_Text passage_:
** BEGIN **
When the paths re-join we have yet another shop 😂 followed by what was another early Ian Livingstone trope, The Filter: Giant Sandworm SK10 ST20! Blimey that'll sort the wheat from the chaff!
Freeway Fighter didn't have a filter but every other Livingstone book from City of Thieves to Temple of Terror does: City of Thieves: 1st Moon Dog SK9 ST10 immediately followed by 2nd Moon Dog SK11 ST9 Deathtrap Dungeon: Cave Troll SK10 ST11 Island of the Lizard King: Giant Crab SK10 ST11 or Pirate Captain SK10 ST6 Caverns of the Snow Witch: Yeti SK11 ST12
Anyhow, at least my hard as nails, high skilled adventurers make it to Vatos and, if you don't use magic, that fantastic Serpent Guard from the cover. 🐍 I must admit that the first few times I got inside, I found Vatos to be a little disappointing, after the great overland, Port Blacksand, sea and desert sections, Vatos feels like a dungeon crawl rather than an exploration of a lost city. (At least as far as I've explored.)
** END **
_Goal_:
Duplicate everything in the gamebook passage from "When the paths" down to "from the chaff!".

_Entries_:
** BEGIN **
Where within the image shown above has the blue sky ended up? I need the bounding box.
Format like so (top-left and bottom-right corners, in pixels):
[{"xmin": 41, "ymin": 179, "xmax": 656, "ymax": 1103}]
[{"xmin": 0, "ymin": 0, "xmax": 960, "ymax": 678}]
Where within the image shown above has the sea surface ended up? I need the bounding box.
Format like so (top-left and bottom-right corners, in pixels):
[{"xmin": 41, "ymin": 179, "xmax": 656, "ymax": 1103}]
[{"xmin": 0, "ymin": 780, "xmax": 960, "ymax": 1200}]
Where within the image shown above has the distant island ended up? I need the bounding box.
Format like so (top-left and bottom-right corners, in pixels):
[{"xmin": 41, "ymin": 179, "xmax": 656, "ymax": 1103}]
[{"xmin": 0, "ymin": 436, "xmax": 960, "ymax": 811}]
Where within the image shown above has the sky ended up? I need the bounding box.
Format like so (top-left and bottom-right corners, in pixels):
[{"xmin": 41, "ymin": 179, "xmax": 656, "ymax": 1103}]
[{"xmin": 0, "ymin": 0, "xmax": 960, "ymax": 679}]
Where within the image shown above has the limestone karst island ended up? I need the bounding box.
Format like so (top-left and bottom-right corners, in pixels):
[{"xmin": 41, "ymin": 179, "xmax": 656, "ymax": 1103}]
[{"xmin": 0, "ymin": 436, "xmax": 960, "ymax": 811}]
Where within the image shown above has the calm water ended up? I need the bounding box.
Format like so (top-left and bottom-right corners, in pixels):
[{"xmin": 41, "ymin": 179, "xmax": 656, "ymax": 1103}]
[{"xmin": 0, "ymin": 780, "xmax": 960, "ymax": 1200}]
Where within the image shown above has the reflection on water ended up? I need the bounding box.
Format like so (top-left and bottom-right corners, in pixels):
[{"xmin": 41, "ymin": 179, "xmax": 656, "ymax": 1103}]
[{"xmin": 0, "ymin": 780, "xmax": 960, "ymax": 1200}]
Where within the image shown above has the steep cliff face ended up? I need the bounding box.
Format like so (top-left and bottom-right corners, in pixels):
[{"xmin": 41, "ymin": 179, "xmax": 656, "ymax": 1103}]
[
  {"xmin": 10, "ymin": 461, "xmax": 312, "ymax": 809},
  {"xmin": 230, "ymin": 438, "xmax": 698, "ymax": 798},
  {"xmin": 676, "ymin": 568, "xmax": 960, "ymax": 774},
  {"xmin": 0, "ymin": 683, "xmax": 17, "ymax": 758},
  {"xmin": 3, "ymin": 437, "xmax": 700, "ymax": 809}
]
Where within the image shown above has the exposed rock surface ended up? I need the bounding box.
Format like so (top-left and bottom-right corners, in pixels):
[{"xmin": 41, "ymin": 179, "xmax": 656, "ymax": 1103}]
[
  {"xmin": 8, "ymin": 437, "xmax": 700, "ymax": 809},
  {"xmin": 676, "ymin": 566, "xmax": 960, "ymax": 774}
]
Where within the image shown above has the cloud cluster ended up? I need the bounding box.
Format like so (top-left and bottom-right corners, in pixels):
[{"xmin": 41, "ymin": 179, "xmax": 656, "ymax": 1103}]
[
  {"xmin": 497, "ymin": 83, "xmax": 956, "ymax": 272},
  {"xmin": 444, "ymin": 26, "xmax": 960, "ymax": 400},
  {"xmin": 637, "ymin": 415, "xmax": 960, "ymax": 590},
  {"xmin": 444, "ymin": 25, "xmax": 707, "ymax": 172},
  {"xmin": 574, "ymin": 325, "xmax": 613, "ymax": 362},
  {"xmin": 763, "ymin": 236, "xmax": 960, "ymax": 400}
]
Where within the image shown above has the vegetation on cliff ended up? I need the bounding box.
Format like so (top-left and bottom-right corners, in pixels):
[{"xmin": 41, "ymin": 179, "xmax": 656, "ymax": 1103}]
** END **
_Result for this exercise_:
When the paths re-join we have yet another shop 😂 followed by what was another early Ian Livingstone trope, The Filter: Giant Sandworm SK10 ST20! Blimey that'll sort the wheat from the chaff!